(Referring expression pointing data)
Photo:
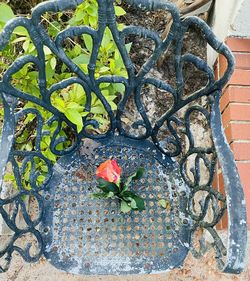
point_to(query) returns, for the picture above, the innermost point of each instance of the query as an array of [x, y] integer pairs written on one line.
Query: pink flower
[[109, 171]]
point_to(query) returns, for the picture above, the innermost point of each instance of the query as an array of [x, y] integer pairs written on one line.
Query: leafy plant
[[70, 101], [109, 182]]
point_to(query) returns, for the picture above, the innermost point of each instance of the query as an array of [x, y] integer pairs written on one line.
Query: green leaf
[[75, 117], [125, 208], [119, 11], [98, 195], [82, 59], [88, 42], [6, 13], [53, 62], [107, 186]]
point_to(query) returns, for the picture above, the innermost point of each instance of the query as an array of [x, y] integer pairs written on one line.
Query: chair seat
[[87, 236]]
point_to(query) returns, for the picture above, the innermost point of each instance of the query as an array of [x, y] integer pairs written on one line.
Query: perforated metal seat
[[85, 236], [92, 237]]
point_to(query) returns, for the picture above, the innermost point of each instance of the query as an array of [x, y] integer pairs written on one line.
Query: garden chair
[[81, 235]]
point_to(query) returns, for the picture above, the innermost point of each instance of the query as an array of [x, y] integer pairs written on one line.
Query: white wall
[[226, 21]]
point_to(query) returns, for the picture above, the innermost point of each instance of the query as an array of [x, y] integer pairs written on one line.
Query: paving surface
[[192, 270]]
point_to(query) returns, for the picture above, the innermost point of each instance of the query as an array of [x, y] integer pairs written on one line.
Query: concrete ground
[[193, 270]]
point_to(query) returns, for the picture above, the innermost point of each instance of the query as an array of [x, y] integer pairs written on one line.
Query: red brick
[[242, 60], [241, 150], [236, 112], [238, 94], [238, 44], [237, 131]]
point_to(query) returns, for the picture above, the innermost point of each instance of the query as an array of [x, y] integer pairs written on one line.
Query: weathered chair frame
[[117, 136]]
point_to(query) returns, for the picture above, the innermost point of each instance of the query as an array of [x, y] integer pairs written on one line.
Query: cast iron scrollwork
[[170, 121]]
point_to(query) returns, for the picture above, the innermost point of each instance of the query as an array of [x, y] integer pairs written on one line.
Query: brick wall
[[235, 109]]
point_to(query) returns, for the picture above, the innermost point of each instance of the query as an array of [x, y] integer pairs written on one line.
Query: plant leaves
[[107, 186], [6, 13]]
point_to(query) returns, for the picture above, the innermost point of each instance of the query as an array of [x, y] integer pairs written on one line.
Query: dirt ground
[[192, 270]]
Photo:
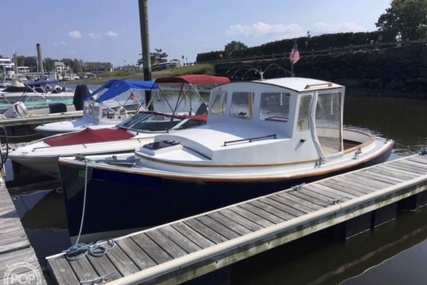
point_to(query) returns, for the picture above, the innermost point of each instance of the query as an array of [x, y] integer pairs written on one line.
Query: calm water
[[395, 253]]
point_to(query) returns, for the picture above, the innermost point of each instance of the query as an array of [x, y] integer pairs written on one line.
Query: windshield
[[159, 122]]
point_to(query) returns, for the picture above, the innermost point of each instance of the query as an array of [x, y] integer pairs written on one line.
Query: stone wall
[[393, 70]]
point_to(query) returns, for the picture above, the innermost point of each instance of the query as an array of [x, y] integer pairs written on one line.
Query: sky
[[109, 30]]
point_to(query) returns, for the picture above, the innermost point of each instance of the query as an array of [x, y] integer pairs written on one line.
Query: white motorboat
[[261, 137]]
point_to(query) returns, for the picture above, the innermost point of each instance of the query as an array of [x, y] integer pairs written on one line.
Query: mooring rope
[[78, 250]]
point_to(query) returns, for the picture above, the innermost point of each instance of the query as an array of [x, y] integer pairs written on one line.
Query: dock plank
[[262, 213], [421, 159], [181, 240], [218, 227], [391, 173], [166, 244], [364, 182], [341, 187], [306, 198], [229, 223], [351, 184], [151, 248], [136, 253], [83, 269], [105, 268], [297, 208], [206, 232], [224, 236], [407, 171], [378, 177], [62, 271], [193, 235], [334, 194], [252, 216], [273, 207], [251, 226]]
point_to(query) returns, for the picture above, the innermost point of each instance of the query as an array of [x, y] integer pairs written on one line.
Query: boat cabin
[[288, 107]]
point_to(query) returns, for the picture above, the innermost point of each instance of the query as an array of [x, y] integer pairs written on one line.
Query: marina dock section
[[183, 250], [18, 261]]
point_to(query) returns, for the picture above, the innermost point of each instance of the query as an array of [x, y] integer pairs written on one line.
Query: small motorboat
[[176, 98], [105, 107]]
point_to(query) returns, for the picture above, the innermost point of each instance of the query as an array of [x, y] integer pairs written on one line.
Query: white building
[[7, 66], [60, 67]]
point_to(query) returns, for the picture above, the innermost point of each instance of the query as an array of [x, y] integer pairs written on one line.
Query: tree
[[405, 17], [233, 46], [49, 64], [158, 57]]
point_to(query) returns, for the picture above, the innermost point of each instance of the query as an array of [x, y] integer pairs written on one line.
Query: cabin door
[[327, 125]]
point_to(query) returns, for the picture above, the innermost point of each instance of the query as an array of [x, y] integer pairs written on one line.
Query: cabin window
[[242, 105], [328, 122], [274, 106], [304, 113], [219, 102]]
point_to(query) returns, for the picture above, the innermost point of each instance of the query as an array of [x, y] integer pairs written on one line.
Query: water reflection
[[394, 253], [402, 120]]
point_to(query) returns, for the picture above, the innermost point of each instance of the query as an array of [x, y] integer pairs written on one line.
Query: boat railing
[[250, 139]]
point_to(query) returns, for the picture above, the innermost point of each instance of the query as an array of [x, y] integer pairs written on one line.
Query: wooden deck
[[15, 248], [185, 249]]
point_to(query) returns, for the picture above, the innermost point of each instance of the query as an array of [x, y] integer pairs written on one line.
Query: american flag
[[294, 56], [132, 96]]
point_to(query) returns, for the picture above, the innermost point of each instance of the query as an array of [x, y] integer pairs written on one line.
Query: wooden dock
[[17, 256], [189, 248]]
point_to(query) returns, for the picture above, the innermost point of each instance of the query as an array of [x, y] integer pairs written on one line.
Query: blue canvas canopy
[[118, 86]]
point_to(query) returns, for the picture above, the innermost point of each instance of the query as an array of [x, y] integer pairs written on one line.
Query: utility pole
[[145, 40]]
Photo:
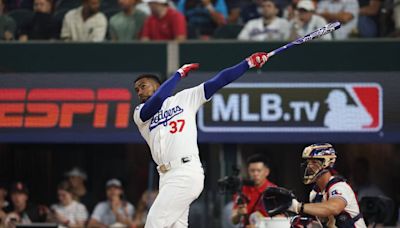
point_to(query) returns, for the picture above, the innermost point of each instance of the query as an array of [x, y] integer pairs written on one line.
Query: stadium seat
[[21, 16], [227, 32]]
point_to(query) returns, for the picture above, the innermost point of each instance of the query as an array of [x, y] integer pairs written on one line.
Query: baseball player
[[332, 199], [168, 124]]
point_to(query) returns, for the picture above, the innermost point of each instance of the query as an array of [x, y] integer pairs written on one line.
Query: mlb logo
[[364, 112], [294, 107]]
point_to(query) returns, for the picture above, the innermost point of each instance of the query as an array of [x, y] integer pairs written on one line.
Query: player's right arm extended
[[229, 75], [153, 105]]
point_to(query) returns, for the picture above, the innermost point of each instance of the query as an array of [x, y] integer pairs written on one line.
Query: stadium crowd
[[256, 20], [75, 206]]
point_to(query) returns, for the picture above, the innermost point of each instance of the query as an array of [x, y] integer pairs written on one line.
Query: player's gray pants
[[179, 187]]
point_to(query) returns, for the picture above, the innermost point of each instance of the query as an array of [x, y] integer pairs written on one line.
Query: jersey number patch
[[176, 126]]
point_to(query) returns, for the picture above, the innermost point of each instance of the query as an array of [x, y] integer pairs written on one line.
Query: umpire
[[258, 171]]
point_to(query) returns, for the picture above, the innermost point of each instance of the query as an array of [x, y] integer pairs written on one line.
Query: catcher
[[332, 200]]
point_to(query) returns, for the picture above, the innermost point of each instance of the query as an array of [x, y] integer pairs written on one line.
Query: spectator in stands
[[369, 17], [19, 4], [268, 27], [143, 207], [3, 202], [143, 6], [85, 23], [7, 24], [77, 177], [68, 212], [164, 23], [203, 16], [127, 24], [290, 11], [43, 26], [258, 171], [115, 211], [344, 11], [234, 11], [250, 10], [307, 21], [21, 210]]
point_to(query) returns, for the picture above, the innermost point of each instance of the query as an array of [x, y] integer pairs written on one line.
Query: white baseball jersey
[[342, 190], [172, 132]]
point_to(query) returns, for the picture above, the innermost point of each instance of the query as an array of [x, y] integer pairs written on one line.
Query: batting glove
[[257, 60], [184, 70], [295, 207]]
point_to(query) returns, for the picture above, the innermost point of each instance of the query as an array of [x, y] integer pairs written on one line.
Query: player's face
[[126, 4], [258, 172], [155, 7], [75, 181], [145, 88], [313, 166], [268, 10], [114, 192], [93, 5], [64, 197], [42, 6], [19, 199]]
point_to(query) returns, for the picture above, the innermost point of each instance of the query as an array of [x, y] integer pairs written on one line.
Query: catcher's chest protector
[[342, 220]]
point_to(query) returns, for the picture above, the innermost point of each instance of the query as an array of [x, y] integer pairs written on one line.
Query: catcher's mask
[[319, 159]]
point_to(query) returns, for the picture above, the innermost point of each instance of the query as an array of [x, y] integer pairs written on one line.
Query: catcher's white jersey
[[172, 132], [344, 191]]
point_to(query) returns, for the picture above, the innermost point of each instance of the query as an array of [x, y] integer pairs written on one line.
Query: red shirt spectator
[[253, 193], [258, 171], [164, 23]]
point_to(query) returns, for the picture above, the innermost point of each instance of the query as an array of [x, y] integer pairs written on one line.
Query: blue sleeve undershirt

• WHAT THIS TASK INVOLVES:
Find where "Query: catcher's mask" occurs in the data, and please write out that line through the last line exactly, with nothing else.

• EXERCISE RESULT:
Query: catcher's mask
[[319, 159]]
point_to(query) returns, for the picture above, the innermost point of each instance of the query as an array of [x, y] integer pairs written on one line.
Query: catcher's white jersey
[[172, 132], [344, 191]]
point_to(query) returns, for the picture above, the innermost point of each instance of the query as an array of [x, y] integer pairs written on one line.
Query: red shirt spectator
[[253, 193], [258, 171], [164, 23]]
point_to(query) returns, for the picture above, the innermost point of each instance of the query as an array of [x, y] integer pairs written on one line.
Query: blue sleeve undershirt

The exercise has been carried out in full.